Instructions to follow
The records that follow need to be output exactly as they are.

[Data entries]
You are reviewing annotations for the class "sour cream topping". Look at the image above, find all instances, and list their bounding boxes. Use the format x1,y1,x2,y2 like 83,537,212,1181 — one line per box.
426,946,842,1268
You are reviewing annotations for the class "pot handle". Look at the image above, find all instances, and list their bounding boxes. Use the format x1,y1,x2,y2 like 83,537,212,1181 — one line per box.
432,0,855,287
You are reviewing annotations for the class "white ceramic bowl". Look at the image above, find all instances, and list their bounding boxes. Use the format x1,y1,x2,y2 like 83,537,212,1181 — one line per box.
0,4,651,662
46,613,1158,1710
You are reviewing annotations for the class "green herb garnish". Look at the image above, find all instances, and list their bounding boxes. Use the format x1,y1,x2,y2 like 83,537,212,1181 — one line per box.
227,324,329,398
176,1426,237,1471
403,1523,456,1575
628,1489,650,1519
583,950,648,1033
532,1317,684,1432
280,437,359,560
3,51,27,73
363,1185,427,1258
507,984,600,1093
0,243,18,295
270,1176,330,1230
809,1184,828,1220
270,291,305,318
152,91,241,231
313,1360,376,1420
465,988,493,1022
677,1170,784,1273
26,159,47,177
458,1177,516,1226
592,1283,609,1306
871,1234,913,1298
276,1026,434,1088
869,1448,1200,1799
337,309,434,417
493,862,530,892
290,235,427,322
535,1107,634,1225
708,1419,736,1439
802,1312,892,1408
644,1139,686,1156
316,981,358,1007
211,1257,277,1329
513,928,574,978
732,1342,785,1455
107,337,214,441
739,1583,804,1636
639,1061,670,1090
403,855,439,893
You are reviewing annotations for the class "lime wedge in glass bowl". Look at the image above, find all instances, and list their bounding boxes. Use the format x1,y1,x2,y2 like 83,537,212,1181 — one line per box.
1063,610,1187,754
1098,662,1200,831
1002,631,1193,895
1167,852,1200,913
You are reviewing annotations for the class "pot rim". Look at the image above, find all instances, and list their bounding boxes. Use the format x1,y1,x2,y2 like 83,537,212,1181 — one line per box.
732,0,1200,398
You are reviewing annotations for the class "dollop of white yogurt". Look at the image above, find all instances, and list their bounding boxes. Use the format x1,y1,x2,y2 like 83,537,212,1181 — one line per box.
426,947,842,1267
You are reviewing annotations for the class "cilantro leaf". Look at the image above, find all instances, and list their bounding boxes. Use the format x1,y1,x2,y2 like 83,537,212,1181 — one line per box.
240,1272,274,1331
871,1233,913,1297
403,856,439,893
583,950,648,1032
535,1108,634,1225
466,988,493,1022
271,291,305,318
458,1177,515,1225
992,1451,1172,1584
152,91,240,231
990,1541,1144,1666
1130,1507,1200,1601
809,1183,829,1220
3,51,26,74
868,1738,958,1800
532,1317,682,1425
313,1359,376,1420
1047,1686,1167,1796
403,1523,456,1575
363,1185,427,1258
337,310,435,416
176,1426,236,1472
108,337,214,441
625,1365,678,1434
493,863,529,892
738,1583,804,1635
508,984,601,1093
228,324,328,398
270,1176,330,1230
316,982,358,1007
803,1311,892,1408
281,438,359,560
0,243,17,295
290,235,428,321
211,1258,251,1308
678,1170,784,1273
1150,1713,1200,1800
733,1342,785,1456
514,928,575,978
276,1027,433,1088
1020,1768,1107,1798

Answer box
You are reviewing annotations for the class "sour cream topping". Look at the image above, find all instances, and list their bounding boxes. Use the format x1,y1,x2,y2 like 83,537,212,1181 — one line per box.
426,946,842,1268
You are reviewing annotations for the class "pot handle". Look at the image above, find all instances, and list their bounding boxes. Use the format x1,y1,x2,y2 like 83,537,212,1181 — one line per box.
432,0,855,287
You are reviewing annotations for the class "white ceramic bowl". Look at the image above, find all instances, and list their bounding boxes. Use the format x1,y1,x2,y2 like 83,537,212,1181 — one line per box.
0,4,651,662
46,613,1158,1710
You are reviewing annotations for the class "green herb garnish". Look at the image above, find all instances, and list their bounding boxes. Use the format x1,y1,x2,y2 like 83,537,212,1181 — one line per box.
227,324,329,398
176,1426,237,1471
403,1523,456,1575
628,1489,650,1519
583,950,648,1033
532,1317,684,1432
280,437,359,560
3,51,27,73
363,1185,427,1258
507,984,600,1093
0,243,18,295
270,1176,330,1230
809,1184,828,1220
270,291,305,318
152,91,241,231
313,1360,376,1420
465,988,493,1022
677,1170,784,1273
26,159,47,177
458,1177,516,1226
592,1283,609,1306
871,1234,913,1298
276,1026,434,1088
869,1448,1200,1799
337,309,434,417
493,862,530,892
290,235,427,322
535,1107,634,1225
708,1419,736,1439
802,1312,892,1408
644,1139,686,1156
316,981,358,1007
211,1257,277,1329
513,928,574,978
732,1342,785,1455
107,337,214,441
739,1583,804,1636
639,1061,670,1090
403,855,439,893
You are reviewing annotations for the class "lime wedge in glass bowl". Look at the image above, find all instances, and list their bounding boxes. Use the format x1,y1,x2,y2 like 83,537,212,1181 — one line per box.
1063,610,1187,754
1098,662,1200,831
1002,631,1193,895
1167,852,1200,913
You are reviewing annotations for the class "pot rim". Look at the image above, find all instances, and list their bounding boxes. Use the format x1,y1,x2,y2 like 83,537,212,1181 — one line per box.
732,0,1200,398
You are reviewing annotations for the class "dollop of white yogurt". Look at the image above, find all instances, and list their bounding boxes. Use the format x1,y1,x2,y2 like 83,537,212,1181 — one line per box.
426,947,842,1267
You are reviewing annotations for the class "cilantro leaf". Look at the image above, find all instances, and list their bounding boxes. Use the format x1,y1,x2,y2 like 83,537,212,1181 — one line per box.
240,1272,274,1331
871,1233,913,1297
403,856,439,893
583,950,648,1032
535,1108,634,1225
466,988,493,1022
271,291,305,318
458,1177,515,1225
992,1451,1172,1584
152,91,240,231
990,1541,1144,1666
1130,1507,1200,1601
809,1183,829,1220
3,51,26,74
868,1738,958,1800
532,1317,682,1425
313,1359,376,1420
1047,1686,1167,1796
403,1523,456,1575
363,1185,427,1258
337,310,435,416
176,1426,236,1472
108,337,214,441
625,1365,678,1434
493,863,529,892
738,1583,804,1635
508,984,601,1093
228,324,328,398
270,1176,330,1230
316,982,358,1007
803,1311,892,1408
281,438,359,560
0,243,17,295
290,235,428,321
211,1258,251,1308
678,1170,784,1273
1150,1713,1200,1800
733,1342,785,1456
514,928,575,978
276,1027,433,1088
1020,1768,1107,1798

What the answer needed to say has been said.